-- EXCERPT PROVIDED --
- - -

But look at what is before the delegates at the upcoming convention. Two days of discussion over 22 proposals all of which have been set forth by a task force appointed by President Kieschnick which was to deal with administrative stuff. And this is after the delegates were told to attend one of nine two day regional meetings geared to inform and instruct them about the upcoming administrative proposals.

 

The agenda of the church these days is simply not theological anymore. We are focusing more and more on the minutia of administration and it is not healthy for us. Some one said that the last three year cycle has been the greatest example of ecclesiastical naval gazing in our synod’s history. At our last circuit meeting we spent an hour and forty minutes talking about the administration of the synod because that is what our synod is discussing these days. I went home strangely disquieted. Are we so united on doctrine that we can spend an entire convention ignoring it?

 

Please don’t misunderstand me. I’m not saying that President Kieschnick is ignoring our theology. During his nine years he has convened meetings of the synod’s elite to discuss our theological differences. But it is not in his game plan to dedicate an entire convention to it. Nor will he present a systemic approach to resolving theological issues. He leads with his strengths and we see the results.

- - -

-- APPLY WHAT YOU READ --
a) Please return the synod convention excerpt word for word from "Please don’t misunderstand" to "see the results.".
b) Summarize the synod convention excerpt in two sentences.
c) Extend the synod convention excerpt, picking up after its final sentence.
You won't need the records for any of this.

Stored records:
- - -

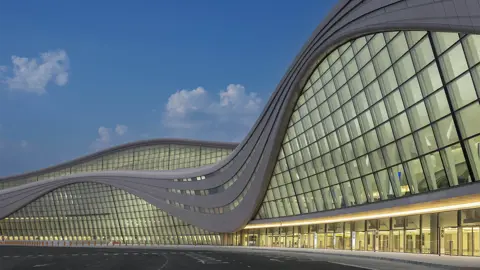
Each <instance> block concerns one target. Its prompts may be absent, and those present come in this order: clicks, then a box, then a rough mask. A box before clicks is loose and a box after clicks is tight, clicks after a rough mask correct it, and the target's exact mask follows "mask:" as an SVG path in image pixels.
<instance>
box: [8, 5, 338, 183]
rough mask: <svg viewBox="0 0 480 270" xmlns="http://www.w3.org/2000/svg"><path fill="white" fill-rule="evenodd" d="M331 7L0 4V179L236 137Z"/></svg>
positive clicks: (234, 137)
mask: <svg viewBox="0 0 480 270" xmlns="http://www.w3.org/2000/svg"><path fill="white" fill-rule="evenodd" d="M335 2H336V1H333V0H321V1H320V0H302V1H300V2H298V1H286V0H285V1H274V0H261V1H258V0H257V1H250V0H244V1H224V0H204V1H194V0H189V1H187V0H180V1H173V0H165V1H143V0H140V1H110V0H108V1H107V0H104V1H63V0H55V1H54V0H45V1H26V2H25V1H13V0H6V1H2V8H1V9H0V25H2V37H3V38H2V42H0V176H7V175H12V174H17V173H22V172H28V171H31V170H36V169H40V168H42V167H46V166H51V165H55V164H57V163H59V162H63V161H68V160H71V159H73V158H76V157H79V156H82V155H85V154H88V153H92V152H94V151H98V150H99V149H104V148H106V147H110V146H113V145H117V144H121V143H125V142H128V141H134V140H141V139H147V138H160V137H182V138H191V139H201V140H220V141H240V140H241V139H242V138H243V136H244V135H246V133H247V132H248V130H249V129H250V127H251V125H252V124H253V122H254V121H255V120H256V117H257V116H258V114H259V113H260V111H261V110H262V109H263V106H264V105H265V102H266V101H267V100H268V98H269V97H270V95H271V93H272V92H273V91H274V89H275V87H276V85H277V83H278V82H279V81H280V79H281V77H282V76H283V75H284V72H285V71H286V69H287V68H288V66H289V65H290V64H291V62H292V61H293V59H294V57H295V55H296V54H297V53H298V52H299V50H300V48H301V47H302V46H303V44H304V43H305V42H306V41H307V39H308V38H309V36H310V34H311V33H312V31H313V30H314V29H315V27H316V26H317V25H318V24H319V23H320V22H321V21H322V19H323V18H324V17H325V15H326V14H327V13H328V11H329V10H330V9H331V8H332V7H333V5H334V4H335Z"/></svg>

- - -

-- ANSWERS PER TASK --
a)
Please don’t misunderstand me. I’m not saying that President Kieschnick is ignoring our theology. During his nine years he has convened meetings of the synod’s elite to discuss our theological differences. But it is not in his game plan to dedicate an entire convention to it. Nor will he present a systemic approach to resolving theological issues. He leads with his strengths and we see the results.

b) The upcoming convention will spend two days on 22 administrative proposals from a task force appointed by President Kieschnick, and the writer argues that the church's agenda is no longer theological but focused on the minutia of administration. The writer does not say President Kieschnick is ignoring theology, since he has convened meetings to discuss theological differences, but notes that he will not dedicate a convention to it or present a systemic approach to resolving theological issues.

c)
And there is little doubt that throughout her history the church has never resolved theological issues or furthered her mission through bylaws or administrative tweaking. In our circles over the last couple of decades our constant attempts to further our mission through by-law change have rendered these bylaws almost impossible to decipher.

 

The synod is tired of this. This weariness is reflected in the nominations for president. We need a theological approach to the life of the synod.

 

Next: Why did this obsession with administrative details happen?


Comments

What do the nominations numbers mean? Part II — 9 Comments

  1. The ideal constitution of President H.C.Schwan (1897):
    1. God’s Word and Luther’s teaching shall rule as regards all spiritual matters;
    2. In all other matters, we shall be ruled by love.
    (At Home in the House of My Fathers, p. 565)

    We truly cannot see the forest for the trees.

  2. Klemet,
    You wrote: “The agenda of the church these days is simply not theological anymore.”

    And yet, it was during president Kieschnick’s presidency that the Wisconsin Evangelical Lutheran Synod (WELS) approached the LCMS in hopes of discussing together that which divides these two church-bodies. That would have been discussing theology. Two confessional church bodies with similar–if not the same–hermeneutical principals, turning to Holy Scripture, and seeking common truth from God’s Holy Word, and an opportunity to discuss what is understood and why, with room for constructive dialogue (granted, this was early in Kieshcnick’s presidency). The response: The Wisconsin Synod was turned down this request. The LCMS has been mutually involved with the ELCA to a degree, in some shared ministries, meanwhile, the Zeitgeist redirected the ELCA to a renunciation of Sola Scriptura through the decisions made at their 2009 Churchwide Assembly (CWA).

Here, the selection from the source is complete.